- _Required action_: Working from the records below, repeat exactly the lines starting at the line that contains "Where can the gold fork handle" and ending at the line that contains "Where can the sliced", inclusive.

- _Exercise input_:
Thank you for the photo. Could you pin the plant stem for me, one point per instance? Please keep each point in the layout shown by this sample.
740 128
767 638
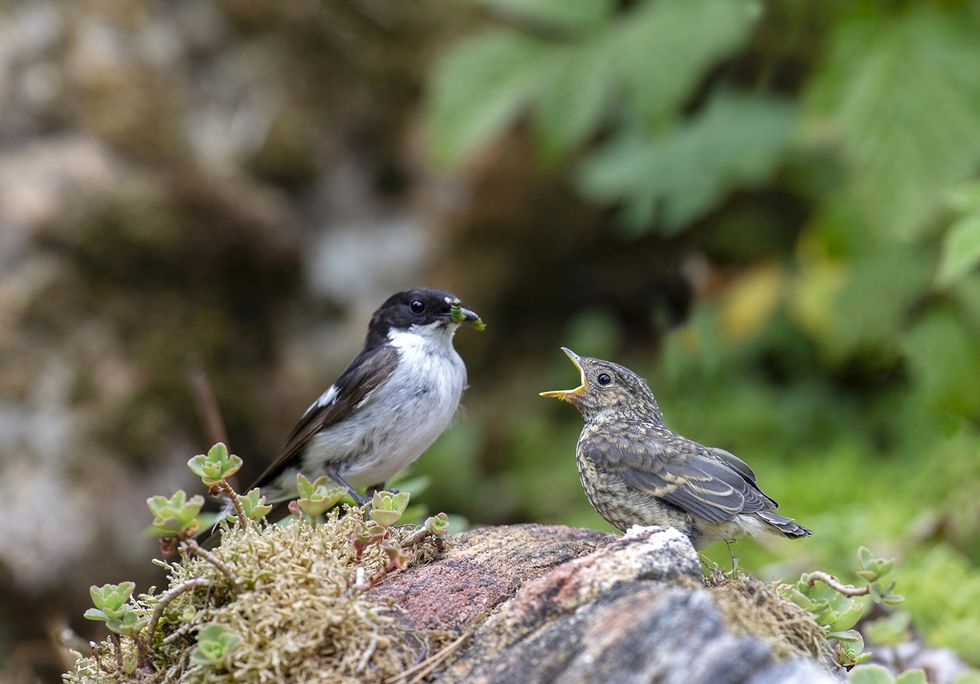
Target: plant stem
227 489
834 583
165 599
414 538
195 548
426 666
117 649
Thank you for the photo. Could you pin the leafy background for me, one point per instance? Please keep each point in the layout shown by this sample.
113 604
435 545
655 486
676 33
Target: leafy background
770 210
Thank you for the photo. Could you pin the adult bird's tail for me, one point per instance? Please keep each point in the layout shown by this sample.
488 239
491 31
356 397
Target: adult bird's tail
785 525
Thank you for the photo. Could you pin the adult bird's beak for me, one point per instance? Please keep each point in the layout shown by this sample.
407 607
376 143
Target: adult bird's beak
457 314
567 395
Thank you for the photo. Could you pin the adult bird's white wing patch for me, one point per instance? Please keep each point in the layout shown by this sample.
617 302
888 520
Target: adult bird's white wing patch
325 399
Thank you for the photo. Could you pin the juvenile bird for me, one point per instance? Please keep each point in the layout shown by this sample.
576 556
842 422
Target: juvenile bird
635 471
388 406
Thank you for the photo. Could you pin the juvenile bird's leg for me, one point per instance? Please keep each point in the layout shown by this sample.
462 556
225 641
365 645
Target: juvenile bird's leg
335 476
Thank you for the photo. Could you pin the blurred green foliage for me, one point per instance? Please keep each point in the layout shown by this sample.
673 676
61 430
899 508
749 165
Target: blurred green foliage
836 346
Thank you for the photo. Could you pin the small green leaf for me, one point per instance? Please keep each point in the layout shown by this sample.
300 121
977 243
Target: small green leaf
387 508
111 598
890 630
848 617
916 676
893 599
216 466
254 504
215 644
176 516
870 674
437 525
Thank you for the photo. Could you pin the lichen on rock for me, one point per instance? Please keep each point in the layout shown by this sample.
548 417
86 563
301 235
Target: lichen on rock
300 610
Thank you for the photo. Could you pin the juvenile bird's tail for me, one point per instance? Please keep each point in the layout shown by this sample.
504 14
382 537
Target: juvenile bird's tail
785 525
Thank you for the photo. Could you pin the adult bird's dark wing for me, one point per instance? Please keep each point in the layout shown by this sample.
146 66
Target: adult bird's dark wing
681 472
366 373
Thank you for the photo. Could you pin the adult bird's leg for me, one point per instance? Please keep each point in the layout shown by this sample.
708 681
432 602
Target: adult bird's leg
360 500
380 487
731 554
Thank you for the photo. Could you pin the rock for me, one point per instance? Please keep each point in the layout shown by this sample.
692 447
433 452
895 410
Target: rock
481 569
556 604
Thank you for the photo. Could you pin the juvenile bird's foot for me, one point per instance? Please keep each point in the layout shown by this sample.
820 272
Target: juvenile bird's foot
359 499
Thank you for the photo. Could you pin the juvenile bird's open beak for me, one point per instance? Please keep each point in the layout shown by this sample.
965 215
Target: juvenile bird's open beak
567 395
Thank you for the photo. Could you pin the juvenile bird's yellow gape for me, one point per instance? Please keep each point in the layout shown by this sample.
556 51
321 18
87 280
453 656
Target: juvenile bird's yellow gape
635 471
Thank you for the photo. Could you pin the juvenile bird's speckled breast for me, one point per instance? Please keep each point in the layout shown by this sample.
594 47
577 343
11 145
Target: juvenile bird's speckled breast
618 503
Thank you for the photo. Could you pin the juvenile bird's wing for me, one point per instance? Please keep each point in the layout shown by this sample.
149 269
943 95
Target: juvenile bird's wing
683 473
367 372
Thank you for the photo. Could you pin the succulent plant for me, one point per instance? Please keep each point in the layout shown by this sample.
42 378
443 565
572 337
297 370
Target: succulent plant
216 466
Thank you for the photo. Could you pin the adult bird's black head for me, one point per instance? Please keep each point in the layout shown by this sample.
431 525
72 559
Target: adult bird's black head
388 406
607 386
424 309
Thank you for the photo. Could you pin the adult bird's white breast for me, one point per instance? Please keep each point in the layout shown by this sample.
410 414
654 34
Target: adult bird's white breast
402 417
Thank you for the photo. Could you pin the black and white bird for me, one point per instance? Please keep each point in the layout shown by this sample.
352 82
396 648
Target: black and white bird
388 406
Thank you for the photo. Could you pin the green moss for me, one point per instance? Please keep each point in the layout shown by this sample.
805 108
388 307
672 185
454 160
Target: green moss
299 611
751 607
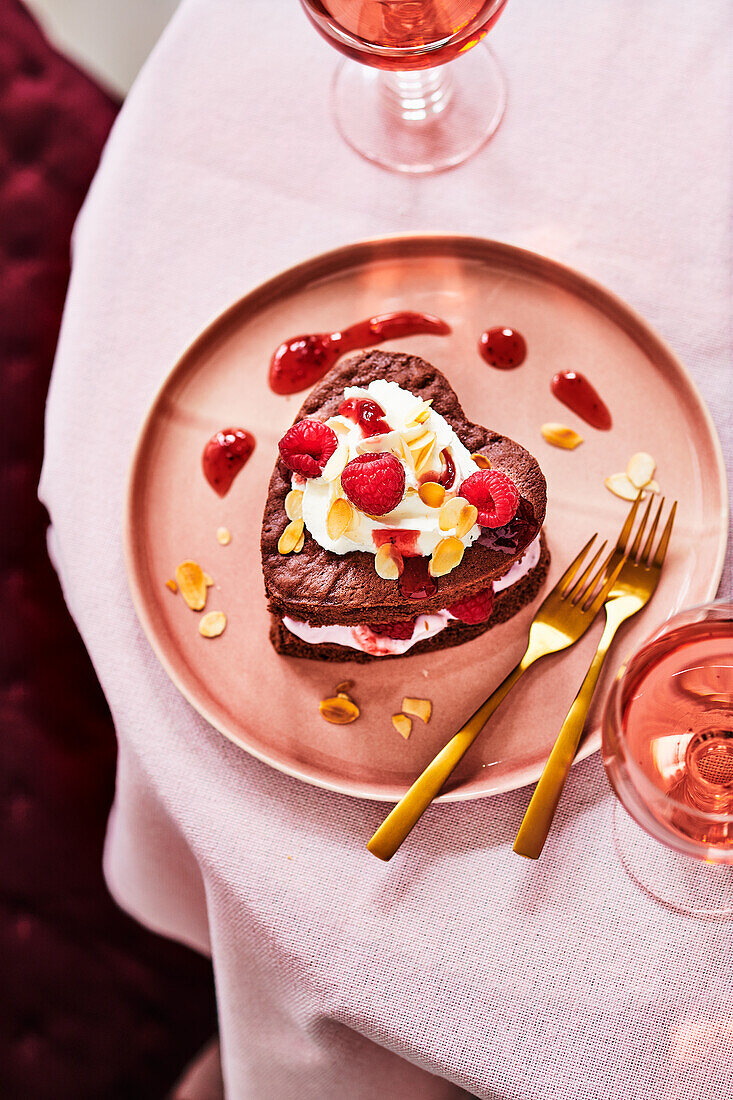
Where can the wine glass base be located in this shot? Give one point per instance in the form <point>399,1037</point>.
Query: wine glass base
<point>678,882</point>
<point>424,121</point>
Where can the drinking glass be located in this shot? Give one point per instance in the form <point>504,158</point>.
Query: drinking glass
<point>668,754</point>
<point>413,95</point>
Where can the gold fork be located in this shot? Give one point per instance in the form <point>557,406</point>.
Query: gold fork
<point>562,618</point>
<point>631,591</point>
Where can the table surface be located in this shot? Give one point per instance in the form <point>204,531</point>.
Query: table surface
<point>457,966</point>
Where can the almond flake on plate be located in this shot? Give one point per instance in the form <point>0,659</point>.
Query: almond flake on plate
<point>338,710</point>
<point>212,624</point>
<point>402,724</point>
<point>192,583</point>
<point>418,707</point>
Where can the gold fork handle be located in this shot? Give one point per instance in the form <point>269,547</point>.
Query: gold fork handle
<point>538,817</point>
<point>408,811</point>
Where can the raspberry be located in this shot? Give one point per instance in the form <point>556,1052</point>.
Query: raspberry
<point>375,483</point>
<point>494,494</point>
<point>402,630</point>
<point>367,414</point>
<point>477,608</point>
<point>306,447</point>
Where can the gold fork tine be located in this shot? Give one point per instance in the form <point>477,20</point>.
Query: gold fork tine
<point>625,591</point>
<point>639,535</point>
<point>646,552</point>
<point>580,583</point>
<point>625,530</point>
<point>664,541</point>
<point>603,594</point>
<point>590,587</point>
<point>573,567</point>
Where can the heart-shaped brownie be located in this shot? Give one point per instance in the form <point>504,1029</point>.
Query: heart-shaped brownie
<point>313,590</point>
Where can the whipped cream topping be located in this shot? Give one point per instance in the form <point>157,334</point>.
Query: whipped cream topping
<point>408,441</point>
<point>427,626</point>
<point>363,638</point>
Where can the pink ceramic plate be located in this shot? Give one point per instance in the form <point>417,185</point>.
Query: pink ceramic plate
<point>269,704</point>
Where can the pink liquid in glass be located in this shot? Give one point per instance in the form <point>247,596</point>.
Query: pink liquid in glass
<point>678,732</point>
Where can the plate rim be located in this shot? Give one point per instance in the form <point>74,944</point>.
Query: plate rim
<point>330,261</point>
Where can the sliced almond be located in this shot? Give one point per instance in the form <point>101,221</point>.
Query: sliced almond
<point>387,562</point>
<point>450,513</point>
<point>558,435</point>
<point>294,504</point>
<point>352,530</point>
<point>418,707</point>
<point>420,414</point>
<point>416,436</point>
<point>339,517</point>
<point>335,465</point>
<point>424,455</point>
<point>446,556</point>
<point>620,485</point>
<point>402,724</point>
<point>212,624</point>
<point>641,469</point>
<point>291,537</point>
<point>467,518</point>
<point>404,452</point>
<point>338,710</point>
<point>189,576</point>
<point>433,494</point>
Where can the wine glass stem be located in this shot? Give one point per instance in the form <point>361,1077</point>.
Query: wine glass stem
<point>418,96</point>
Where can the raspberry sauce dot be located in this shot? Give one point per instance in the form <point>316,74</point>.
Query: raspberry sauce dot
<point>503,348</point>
==
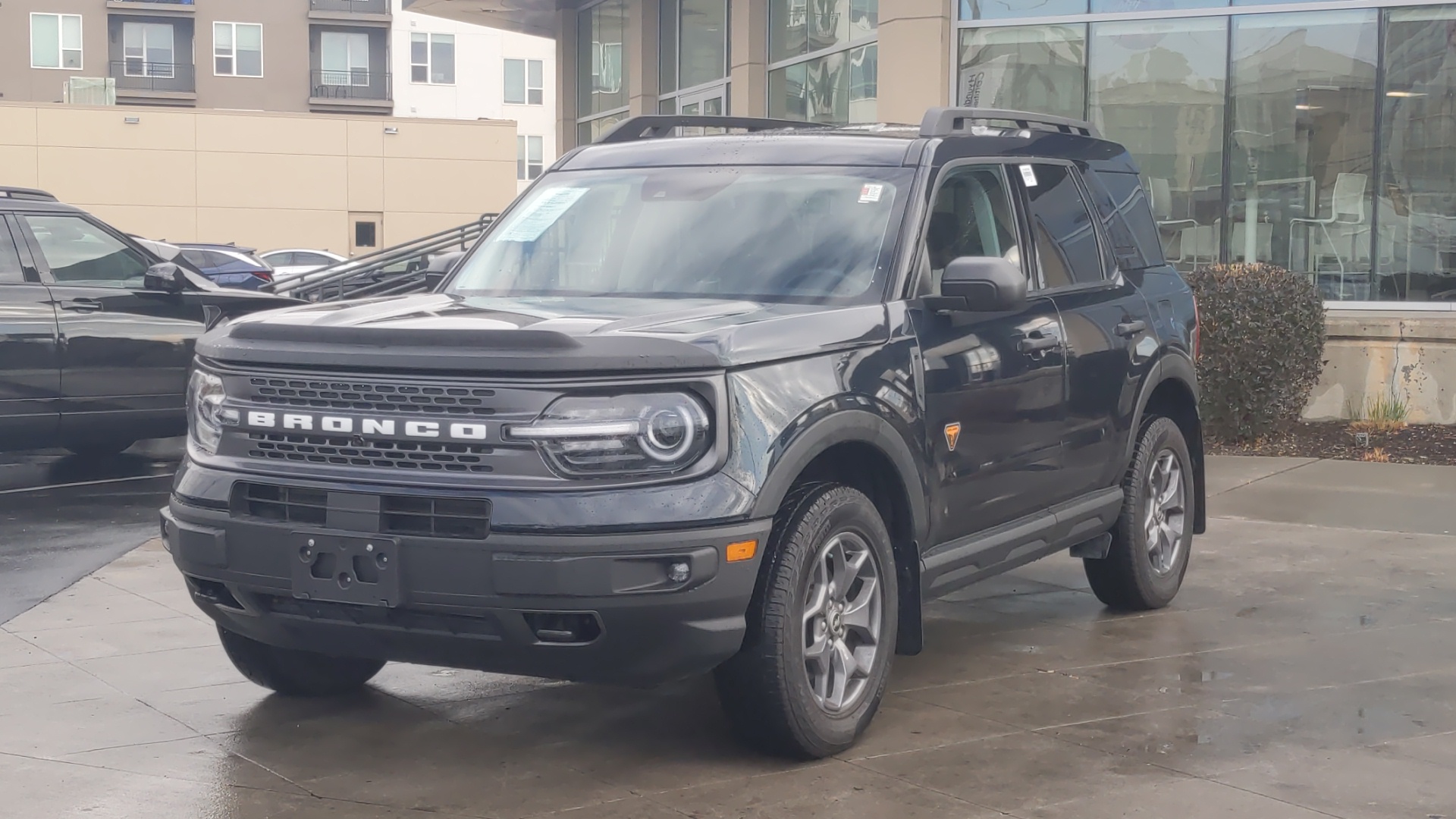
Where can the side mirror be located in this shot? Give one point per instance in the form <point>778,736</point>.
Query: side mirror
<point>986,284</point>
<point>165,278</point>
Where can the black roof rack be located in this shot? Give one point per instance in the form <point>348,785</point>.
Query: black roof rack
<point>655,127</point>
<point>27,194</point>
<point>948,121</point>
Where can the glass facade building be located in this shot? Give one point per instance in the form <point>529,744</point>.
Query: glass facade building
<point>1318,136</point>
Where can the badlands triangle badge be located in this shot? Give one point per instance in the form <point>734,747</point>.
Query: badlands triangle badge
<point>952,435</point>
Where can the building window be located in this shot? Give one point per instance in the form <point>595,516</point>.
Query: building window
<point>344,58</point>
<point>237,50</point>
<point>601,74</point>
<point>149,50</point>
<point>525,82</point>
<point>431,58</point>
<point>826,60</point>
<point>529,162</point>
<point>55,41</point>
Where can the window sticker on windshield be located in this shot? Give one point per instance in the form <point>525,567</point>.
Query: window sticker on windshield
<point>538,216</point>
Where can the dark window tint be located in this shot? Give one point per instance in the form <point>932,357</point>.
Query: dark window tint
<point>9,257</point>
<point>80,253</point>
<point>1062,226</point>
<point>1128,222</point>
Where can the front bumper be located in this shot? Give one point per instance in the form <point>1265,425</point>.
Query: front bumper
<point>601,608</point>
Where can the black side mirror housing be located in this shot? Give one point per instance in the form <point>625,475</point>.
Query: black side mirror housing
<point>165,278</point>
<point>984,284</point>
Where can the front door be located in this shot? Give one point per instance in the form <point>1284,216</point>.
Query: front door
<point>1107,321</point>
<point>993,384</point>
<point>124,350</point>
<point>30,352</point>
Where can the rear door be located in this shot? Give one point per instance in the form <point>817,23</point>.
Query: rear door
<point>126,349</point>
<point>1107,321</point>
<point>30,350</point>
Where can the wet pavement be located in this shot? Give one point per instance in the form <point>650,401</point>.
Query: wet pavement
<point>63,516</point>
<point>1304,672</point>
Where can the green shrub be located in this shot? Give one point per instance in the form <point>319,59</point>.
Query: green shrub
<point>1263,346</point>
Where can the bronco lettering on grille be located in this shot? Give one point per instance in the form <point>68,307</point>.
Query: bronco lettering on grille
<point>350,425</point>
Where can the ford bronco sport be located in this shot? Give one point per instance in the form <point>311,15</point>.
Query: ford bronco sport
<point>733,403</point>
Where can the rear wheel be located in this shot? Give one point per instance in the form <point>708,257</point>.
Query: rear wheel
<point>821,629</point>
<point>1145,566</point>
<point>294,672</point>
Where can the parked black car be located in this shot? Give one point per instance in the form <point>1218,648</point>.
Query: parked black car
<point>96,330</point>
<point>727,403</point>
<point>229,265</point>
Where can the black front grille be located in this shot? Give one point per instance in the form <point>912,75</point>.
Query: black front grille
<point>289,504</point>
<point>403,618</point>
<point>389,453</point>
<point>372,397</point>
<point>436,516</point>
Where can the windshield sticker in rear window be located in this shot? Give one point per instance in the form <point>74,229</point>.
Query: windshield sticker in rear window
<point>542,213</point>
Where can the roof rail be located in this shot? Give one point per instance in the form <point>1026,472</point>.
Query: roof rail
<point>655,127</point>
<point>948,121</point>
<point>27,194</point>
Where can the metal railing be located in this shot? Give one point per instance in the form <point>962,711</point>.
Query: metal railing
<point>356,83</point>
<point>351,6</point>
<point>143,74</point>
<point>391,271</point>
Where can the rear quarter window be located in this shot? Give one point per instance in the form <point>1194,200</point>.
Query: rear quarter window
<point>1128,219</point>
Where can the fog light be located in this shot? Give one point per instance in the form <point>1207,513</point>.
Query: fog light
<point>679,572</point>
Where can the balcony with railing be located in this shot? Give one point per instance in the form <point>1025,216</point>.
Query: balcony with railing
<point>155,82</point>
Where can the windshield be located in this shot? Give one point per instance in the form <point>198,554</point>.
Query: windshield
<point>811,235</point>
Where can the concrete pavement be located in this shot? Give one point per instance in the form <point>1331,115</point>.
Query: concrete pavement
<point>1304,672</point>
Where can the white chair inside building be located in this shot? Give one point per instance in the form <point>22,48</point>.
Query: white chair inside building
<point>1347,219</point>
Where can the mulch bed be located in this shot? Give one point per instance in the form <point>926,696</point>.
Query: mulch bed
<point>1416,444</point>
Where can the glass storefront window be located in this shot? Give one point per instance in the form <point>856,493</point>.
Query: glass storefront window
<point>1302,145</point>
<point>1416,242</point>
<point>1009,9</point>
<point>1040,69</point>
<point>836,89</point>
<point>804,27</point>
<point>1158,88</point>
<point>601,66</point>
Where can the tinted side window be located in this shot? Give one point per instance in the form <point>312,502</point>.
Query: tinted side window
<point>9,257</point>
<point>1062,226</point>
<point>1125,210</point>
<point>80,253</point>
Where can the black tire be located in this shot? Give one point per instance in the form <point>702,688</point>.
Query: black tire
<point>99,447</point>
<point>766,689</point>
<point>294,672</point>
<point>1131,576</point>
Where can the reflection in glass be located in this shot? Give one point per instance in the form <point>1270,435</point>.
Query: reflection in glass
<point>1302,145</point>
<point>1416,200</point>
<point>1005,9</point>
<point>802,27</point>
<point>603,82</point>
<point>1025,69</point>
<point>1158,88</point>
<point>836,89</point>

- _Output of the exercise_:
Where can the gold fork handle be located in this shot? Give one point per instance in the form <point>269,547</point>.
Query: gold fork handle
<point>538,817</point>
<point>408,811</point>
Where can the raspberry be located in this shot? Give one point per instance in the form <point>556,1052</point>.
Query: raspberry
<point>375,483</point>
<point>494,494</point>
<point>402,630</point>
<point>367,414</point>
<point>477,608</point>
<point>306,447</point>
Where can the gold fork tine be located in this shot? Give one point per instance in the form <point>477,20</point>.
Query: gold fork tine
<point>625,591</point>
<point>639,535</point>
<point>646,552</point>
<point>580,583</point>
<point>625,530</point>
<point>664,541</point>
<point>603,594</point>
<point>590,587</point>
<point>573,567</point>
Where can the heart-shaped brownie be located in this shot? Give one point per instance in the form <point>504,1029</point>.
Query: heart-shaped brownie
<point>313,590</point>
Where can the whipped cream topping be located in this shot? Give one point per instance in the form <point>157,334</point>.
Query: whipped cream topping
<point>408,441</point>
<point>427,626</point>
<point>363,638</point>
Where can the pink ceramic plate be located in this shot? Give one point per instance in the form <point>417,185</point>.
Query: pink ceramic plate
<point>269,704</point>
Where can the pink liquid in glass be located in this shot? Give one point per instance in the form <point>247,596</point>.
Query: pink liquid in glass
<point>678,732</point>
Where can the plate rim be located in this shot? Give one point per instance in the form <point>74,944</point>.
Query: plate rim
<point>330,261</point>
Where can the sliced almond be located in this shot? Give one point per instance in the form <point>101,221</point>.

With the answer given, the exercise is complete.